* _SET PROBLEM_:
Rewrite the listing below, swapping each "photograph" for "image" and keeping everything else identical.

.....

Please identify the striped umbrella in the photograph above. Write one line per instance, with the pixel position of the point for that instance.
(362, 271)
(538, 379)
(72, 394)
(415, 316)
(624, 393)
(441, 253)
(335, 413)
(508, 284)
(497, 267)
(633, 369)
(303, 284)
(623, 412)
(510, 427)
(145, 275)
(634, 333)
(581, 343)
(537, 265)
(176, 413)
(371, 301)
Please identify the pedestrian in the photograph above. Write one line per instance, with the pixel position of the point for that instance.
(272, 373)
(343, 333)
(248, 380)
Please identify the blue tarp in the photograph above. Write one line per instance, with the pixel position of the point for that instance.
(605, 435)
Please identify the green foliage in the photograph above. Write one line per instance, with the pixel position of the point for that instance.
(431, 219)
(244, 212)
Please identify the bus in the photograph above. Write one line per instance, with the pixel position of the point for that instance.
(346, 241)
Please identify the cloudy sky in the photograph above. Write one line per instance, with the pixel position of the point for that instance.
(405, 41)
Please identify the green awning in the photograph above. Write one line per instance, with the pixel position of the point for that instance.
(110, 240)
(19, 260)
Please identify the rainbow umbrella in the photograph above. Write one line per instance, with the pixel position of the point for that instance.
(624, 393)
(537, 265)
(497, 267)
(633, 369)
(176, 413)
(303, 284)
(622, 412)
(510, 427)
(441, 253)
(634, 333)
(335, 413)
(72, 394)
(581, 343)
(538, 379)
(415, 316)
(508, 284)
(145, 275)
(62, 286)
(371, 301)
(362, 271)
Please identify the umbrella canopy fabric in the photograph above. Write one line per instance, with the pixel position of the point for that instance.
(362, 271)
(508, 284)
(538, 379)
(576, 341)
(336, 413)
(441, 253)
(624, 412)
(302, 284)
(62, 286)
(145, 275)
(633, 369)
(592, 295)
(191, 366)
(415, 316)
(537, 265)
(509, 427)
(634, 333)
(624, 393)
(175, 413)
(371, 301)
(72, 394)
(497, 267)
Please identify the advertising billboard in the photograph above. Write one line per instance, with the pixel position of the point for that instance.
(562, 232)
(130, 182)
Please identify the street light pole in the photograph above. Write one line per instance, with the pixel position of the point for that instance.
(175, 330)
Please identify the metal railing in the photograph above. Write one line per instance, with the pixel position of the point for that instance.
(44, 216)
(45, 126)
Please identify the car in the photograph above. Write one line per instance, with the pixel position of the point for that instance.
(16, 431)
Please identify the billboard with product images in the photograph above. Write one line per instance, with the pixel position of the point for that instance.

.....

* _EXPECTED ANSWER_:
Please identify the striped umbrella in the image above. Write one line per instance, with the pixel position of the point for that instance.
(362, 271)
(538, 379)
(72, 394)
(415, 316)
(624, 393)
(441, 253)
(335, 413)
(508, 284)
(497, 267)
(633, 369)
(303, 284)
(623, 412)
(510, 427)
(145, 275)
(634, 333)
(581, 343)
(537, 265)
(176, 413)
(371, 301)
Please identify the pedestrian in the image above. Write one line per instance, with the pixel position of the point for that instance.
(272, 373)
(343, 333)
(248, 380)
Please identify the blue tarp in the image above. Write one line per instance, with the pixel position of the point for that instance.
(605, 435)
Please identify the green foliage in the image above. Write one line per instance, with the pixel position of the point for that instance.
(431, 219)
(244, 212)
Please identify the bus in the image above. Write one line per instance, with the pixel position of the point for that instance.
(346, 241)
Please identify the cloudy sky in the image above. Write one line per instance, with the pixel position of the point for that instance.
(405, 41)
Please identify the green awning in the image above. Write one line per instance, with the pixel position of the point for that instance.
(110, 240)
(19, 260)
Please identify the rainbow umbrella in the image above. Write one line per instance, with the pixel position of the point for that instance.
(624, 393)
(537, 265)
(497, 267)
(633, 369)
(176, 413)
(303, 284)
(622, 412)
(510, 427)
(441, 253)
(634, 333)
(335, 413)
(72, 394)
(581, 343)
(538, 379)
(415, 316)
(508, 284)
(145, 275)
(62, 286)
(371, 301)
(362, 271)
Please identify the umbrella canopy fabric in the image above. Write one line per instance, with the pixel position of the point for that instance.
(362, 271)
(508, 284)
(538, 379)
(576, 341)
(336, 413)
(441, 253)
(624, 412)
(302, 284)
(62, 286)
(145, 275)
(633, 369)
(592, 295)
(191, 366)
(415, 316)
(537, 265)
(509, 427)
(634, 333)
(624, 393)
(175, 413)
(371, 301)
(72, 394)
(497, 267)
Please identify the advertising billboard in the image above. Write one line per instance, with the pixel position of the point for that instance.
(562, 232)
(130, 182)
Please identify the street light pole in the image above. Write one line per instance, with the pixel position of the point for that instance.
(175, 330)
Please identify the metal railing in the image above. Write one line per instance, with the pixel position of the point for that instance.
(44, 216)
(45, 126)
Please identify the car in the image above. Write one line per instance, with the pixel position of the point for that instance.
(16, 431)
Please identify the billboard with product images in the image above. Write one line per instance, with the pixel position of the point for that instance.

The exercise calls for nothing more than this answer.